* PROBLEM DESCRIPTION *
Reproduce the records precisely. Every line should be included.

* AVAILABLE RECORDS *
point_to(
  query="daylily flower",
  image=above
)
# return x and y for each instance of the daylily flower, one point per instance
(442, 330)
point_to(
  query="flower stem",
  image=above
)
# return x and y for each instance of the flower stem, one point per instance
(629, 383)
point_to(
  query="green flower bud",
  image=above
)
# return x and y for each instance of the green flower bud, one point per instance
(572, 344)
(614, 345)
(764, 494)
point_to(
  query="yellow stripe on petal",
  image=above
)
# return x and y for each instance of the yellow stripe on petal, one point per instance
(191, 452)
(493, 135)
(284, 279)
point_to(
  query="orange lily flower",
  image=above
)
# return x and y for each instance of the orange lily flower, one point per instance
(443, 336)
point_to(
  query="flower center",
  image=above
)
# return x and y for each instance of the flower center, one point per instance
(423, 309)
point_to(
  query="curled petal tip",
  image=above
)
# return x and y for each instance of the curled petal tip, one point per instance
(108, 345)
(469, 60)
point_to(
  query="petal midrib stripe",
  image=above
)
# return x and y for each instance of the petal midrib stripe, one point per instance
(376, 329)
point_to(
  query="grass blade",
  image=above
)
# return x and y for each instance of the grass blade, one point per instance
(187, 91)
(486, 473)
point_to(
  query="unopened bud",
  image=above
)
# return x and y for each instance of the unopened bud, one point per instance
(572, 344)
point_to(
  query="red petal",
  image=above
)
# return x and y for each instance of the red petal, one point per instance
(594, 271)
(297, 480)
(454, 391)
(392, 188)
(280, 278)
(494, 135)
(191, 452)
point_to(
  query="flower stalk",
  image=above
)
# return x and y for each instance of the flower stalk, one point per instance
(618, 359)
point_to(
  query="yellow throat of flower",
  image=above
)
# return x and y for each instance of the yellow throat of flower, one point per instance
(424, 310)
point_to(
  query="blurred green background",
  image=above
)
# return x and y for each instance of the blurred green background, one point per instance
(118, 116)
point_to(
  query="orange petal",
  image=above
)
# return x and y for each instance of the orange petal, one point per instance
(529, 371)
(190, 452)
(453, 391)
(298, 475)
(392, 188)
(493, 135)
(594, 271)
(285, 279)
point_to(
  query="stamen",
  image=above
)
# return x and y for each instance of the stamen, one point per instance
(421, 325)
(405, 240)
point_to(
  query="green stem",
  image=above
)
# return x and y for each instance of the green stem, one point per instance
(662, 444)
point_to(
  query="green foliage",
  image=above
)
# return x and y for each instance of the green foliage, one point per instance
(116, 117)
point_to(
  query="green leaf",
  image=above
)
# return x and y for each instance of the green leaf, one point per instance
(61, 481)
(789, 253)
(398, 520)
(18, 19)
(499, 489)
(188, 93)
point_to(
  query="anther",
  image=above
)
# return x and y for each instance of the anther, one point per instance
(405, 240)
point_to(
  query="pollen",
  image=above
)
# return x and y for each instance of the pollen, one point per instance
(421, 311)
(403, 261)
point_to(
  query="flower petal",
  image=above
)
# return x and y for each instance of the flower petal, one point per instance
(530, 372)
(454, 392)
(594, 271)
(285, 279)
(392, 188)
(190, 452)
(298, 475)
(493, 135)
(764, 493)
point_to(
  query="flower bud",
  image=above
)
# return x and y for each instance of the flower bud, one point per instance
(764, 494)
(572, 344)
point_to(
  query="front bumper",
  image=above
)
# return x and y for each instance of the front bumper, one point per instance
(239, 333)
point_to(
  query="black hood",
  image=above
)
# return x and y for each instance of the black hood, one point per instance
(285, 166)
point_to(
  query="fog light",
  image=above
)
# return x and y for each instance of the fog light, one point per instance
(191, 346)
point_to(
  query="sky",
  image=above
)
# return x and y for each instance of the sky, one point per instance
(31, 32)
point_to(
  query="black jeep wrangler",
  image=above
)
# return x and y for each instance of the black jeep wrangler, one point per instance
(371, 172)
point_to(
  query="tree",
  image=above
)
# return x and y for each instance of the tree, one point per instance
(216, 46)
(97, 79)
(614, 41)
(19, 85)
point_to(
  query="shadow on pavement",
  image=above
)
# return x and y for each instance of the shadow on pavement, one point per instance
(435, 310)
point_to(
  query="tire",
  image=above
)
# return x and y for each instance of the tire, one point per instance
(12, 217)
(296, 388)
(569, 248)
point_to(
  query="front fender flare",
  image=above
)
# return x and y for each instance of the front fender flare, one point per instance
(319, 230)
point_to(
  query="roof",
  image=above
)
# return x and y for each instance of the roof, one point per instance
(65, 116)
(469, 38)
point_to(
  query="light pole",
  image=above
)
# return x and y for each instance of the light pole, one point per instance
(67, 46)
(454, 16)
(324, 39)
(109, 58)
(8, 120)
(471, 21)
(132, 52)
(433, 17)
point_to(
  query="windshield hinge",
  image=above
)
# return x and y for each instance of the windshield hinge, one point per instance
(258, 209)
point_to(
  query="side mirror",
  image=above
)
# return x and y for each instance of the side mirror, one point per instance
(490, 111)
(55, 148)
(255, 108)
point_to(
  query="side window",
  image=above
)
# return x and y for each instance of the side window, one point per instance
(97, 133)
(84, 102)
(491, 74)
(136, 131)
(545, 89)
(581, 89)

* YOUR SOLUTION *
point_to(
  query="daylily flower",
  image=above
)
# return x and y for each instance of the daylily flower, one point per instance
(442, 330)
point_to(
  query="flower stem",
  image=above
)
# return x and y for each instance of the flower stem, one point per instance
(629, 383)
point_to(
  query="green flower bud",
  image=above
)
# return x and y for each instance of the green flower bud, one point per instance
(572, 344)
(614, 345)
(764, 494)
point_to(
  query="yellow stripe on petal",
  image=above
)
# return x and y for each instance of the yellow stripe on petal, one point per instance
(191, 452)
(493, 135)
(284, 279)
point_to(
  query="orange lily flower",
  image=above
)
# return x and y for each instance of the orange lily flower, one point per instance
(443, 336)
point_to(
  query="flower center",
  image=above
)
# return x and y for each instance of the flower center, one point per instance
(423, 309)
point_to(
  query="curled petal tip",
  image=above
)
# return x and y for each instance of the curled petal tip, one point per instance
(108, 345)
(469, 60)
point_to(
  query="petal midrib stripe",
  image=above
)
# return x and y for each instance of the petal midrib stripe, one point per instance
(376, 329)
point_to(
  query="grass blade",
  image=above
)
# return x and y for each instance of the grass blade, one point per instance
(187, 91)
(486, 473)
point_to(
  query="unopened bud",
  image=above
)
# return x and y for each instance of the unopened bud, one point per instance
(572, 344)
point_to(
  query="red petal",
  image=above
)
# return x and y for each instance of the red petal, one point per instance
(594, 271)
(297, 480)
(454, 391)
(392, 188)
(280, 278)
(494, 135)
(191, 452)
point_to(
  query="flower stalk",
  image=above
)
# return x and y for each instance of the flower stalk, one point per instance
(618, 359)
point_to(
  query="yellow throat of flower",
  image=above
)
# return x and y for each instance of the yellow throat of flower, one point per instance
(424, 310)
point_to(
  query="blurred green background",
  image=above
)
# return x and y for each instance of the blurred green background, one point per instance
(118, 116)
point_to(
  query="orange petal",
  image=above
)
# return x and y for each instance of the orange petal, one point per instance
(529, 371)
(190, 452)
(453, 391)
(298, 475)
(392, 188)
(493, 135)
(594, 271)
(285, 279)
point_to(
  query="stamen",
  image=above
)
# return x and y for each instance of the stamen, one point per instance
(421, 325)
(405, 240)
point_to(
  query="green stem",
  image=above
)
# return x and y for each instance of the green stem, one point per instance
(662, 444)
point_to(
  query="green foliage",
  image=above
)
# return x and y for each instance of the green foliage, one point per instance
(116, 117)
point_to(
  query="green leaf",
  image=above
)
# return x and y for each instance of the green leaf, one point per instance
(61, 481)
(789, 253)
(398, 520)
(18, 19)
(499, 489)
(188, 93)
point_to(
  query="anther",
  image=above
)
# return x and y for each instance of the anther, one point per instance
(405, 240)
point_to(
  query="pollen",
  image=above
)
# return x and y for each instance of the pollen, one point per instance
(421, 311)
(403, 261)
point_to(
  query="flower petal",
  image=above
)
# return x and y for each instance of the flower petal, one point per instance
(530, 372)
(454, 392)
(594, 271)
(285, 279)
(392, 188)
(190, 452)
(298, 475)
(493, 135)
(764, 493)
point_to(
  query="flower bud",
  image=above
)
# return x and y for each instance of the flower bud, one point per instance
(764, 494)
(572, 344)
point_to(
  query="front bumper",
  image=above
)
# return x and y for each instance of the front bumper, one point per instance
(239, 333)
point_to(
  query="black hood",
  image=above
)
# return x and y for each instance of the black hood, one point per instance
(285, 166)
point_to(
  query="fog light",
  image=above
)
# return x and y for each instance of the fog light, one point per instance
(191, 346)
point_to(
  query="sky",
  image=above
)
# return x and y for each instance of the sky, one point per instance
(31, 32)
point_to(
  query="black jeep wrangler",
  image=above
)
# return x and y for each instance of the black jeep wrangler, one point per instance
(371, 172)
point_to(
  query="tree",
  image=above
)
# return x and y for each instance of the tree, one point per instance
(216, 46)
(97, 79)
(614, 41)
(19, 85)
point_to(
  query="shadow on pavement",
  image=above
)
# return x and y for each instance of the shadow on pavement, one point per instance
(435, 310)
point_to(
  query="tire",
  image=above
)
# return x and y for each instance of the tire, one point per instance
(12, 217)
(296, 388)
(569, 248)
point_to(
  query="front fender flare",
  image=above
)
# return x and y for each instance of the front fender flare, one point per instance
(319, 230)
point_to(
  query="roof",
  image=above
)
# return x and y for each instance of the roof, one point per instance
(65, 116)
(469, 38)
point_to(
  query="light pole",
  image=above
)
# return x and y for each instance of the light pole, one point per instance
(67, 46)
(454, 16)
(324, 39)
(109, 58)
(8, 120)
(471, 21)
(132, 52)
(433, 17)
point_to(
  query="windshield hinge",
  image=above
)
# return x and y for each instance of the windshield hinge, one point per instance
(258, 209)
point_to(
  query="side mirror",
  image=above
)
# return x and y for each instance of the side mirror, one point per instance
(490, 111)
(55, 148)
(255, 108)
point_to(
  query="side window",
  image=above
)
# return x and y for each instance of the side window, one point per instance
(97, 133)
(84, 102)
(491, 74)
(136, 131)
(545, 89)
(581, 89)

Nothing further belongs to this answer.